- Exercise instructions
A - In the article about Joseph Naso, how many of his victims did Naso refer to as his "Greatest Hits"?
B - Decide whether each statement agrees with the article about Joseph Naso: (i) Naso is now 91 years old. (ii) Noguera has been imprisoned since 1977. (iii) Naso worked as a school photographer.
C - Continue the article about Joseph Naso from its final sentence.

- Provided text
“Alphabet’’ serial killer Joseph Naso recently boasted that he murdered 22 additional women— and keeps a “Greatest Hits’’ list of victims, a fellow inmate says.

The sicko now-91-year-old, who is rotting behind bars in California, was convicted of murdering four women whose first and last names started with the same letters — earning his case an infamous “Alphabet Murders’’ nickname.

But Naso now says he actually murdered 26 women in total — and bragged about keeping a “Greatest Hits” list, according to fellow inmate Bill Noguera, who spoke to the local ABC affliliate KGO.

Naso even got furious when one of the murders on his heinous list was attributed to Rodney Alcala, a k a “The Dating Game Killer,” Noguera said, as a new documentary about the serial slayer is set to stream in September.

Noguera, who has been imprisoned since killing his girlfriend in 1988, said Naso referred to 10 of his victims as his “Greatest Hits.’’

Naso told Noguera that he murdered one of them, Pamela Lambson, 19, after pretending to be the official photographer for the Oakland A’s to lure her into having nude photos taken, the outlet said.

The dad of two and onetime Little League coach — who worked as a school photographer — raped and murdered Lambson, whom he described as the “Girl from Berkeley,” before posing her dead body against a tree in late 1977, Noquera said he was told.

“She just drove me crazy about being an entertainer, and these photographs were because she was going to be a star, and she was dating one of the players from the A’s,” Noguera quoted Naso as saying.

“So I posed her, now she’s getting all the entertainment and all the exposure she needs.”

Naso was incensed that his fellow San Quentin inmate, Alcala, was incorrectly blamed for murdering Lambson, particularly because Alcala was identified by media reports as a “professional” photographer, Noguera said.

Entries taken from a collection
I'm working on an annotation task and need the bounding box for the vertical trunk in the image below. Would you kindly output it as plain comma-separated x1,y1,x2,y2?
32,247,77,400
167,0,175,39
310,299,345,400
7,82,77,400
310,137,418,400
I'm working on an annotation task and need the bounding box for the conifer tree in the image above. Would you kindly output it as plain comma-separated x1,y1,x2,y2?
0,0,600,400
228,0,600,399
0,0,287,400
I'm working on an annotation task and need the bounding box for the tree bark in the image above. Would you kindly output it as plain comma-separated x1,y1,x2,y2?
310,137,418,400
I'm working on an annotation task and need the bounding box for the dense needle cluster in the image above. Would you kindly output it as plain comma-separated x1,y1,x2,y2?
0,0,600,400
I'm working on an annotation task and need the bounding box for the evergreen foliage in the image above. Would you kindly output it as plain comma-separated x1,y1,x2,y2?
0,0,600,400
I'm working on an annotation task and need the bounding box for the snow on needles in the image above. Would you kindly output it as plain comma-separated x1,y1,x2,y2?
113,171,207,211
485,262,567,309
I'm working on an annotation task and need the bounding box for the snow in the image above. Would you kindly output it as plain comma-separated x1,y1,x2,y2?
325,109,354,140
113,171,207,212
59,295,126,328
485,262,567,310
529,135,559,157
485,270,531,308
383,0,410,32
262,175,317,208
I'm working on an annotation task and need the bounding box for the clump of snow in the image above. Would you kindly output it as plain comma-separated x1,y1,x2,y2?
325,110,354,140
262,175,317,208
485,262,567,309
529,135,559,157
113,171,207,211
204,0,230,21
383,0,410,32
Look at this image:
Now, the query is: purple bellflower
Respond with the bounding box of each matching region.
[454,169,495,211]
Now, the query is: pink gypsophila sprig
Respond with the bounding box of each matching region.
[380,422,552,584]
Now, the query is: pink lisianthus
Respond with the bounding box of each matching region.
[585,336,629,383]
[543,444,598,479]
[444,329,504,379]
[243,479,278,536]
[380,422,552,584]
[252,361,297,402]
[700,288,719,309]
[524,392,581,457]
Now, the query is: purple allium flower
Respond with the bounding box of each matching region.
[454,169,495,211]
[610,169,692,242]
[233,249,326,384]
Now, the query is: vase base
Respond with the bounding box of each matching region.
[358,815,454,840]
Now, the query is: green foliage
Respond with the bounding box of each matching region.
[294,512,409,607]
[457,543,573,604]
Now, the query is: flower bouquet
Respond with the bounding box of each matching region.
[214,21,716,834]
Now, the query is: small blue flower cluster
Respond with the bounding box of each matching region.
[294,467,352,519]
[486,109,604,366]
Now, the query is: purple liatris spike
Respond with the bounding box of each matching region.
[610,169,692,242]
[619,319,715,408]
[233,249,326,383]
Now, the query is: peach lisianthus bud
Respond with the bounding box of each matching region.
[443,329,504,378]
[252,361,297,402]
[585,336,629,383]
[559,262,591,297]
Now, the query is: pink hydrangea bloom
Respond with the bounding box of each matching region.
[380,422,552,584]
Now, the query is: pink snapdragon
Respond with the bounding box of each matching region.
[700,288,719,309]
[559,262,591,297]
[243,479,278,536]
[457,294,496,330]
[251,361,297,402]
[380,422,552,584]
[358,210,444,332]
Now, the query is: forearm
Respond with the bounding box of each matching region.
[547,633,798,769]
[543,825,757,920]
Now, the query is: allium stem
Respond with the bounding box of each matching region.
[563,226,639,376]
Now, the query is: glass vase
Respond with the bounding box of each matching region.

- Task-by-task answers
A - Ten.

B -
(i) Yes: "The sicko now-91-year-old, who is rotting behind bars in California"
(ii) No: "Noguera, who has been imprisoned since killing his girlfriend in 1988"
(iii) Yes: "who worked as a school photographer"

C -
“That really bothered him. So he often talked about how ‘they got him for one of mine,’ ” Noguera said in a separate interview with Vanity Fair.

Naso took pictures of at least six of his victims pretending to be dead before killing them.

Naso liked to drive around hunting for victims while listening to “Riders on the Storm” by The Doors because he loved the line, “There’s a killer on the road/His brain is squirming like a toad.”

He was once suspected of committing another infamous series of “Alphabet Murders,’’ but authorities said his DNA did not match that from the crime scenes.

In that case, three young girls whose first and last initials started with the same letter were kidnapped from the Rochester, NY, area and killed in the 1970s. Naso was from Rochester.

The cases have never been solved.

Noguera, who spent more than 10 years speaking with Naso, said the serial killer’s terrible hygiene forced him to hold his breath around him, even when outdoors.

Naso was convicted in 2013 of the murders of four California women: Roxene Roggasch, 18, found near Fairfax in 1977; Carmen Colon, 22, Port Costa in 1978; Pamela Parsons, 38, Yuba County in 1993; and Tracy Tafoya, 31, Yuba County in 1994.

A new documentary that includes Naso, “Death Row Confidential: Secrets of a Serial Killer,” premieres on Oxygen on Sept. 13.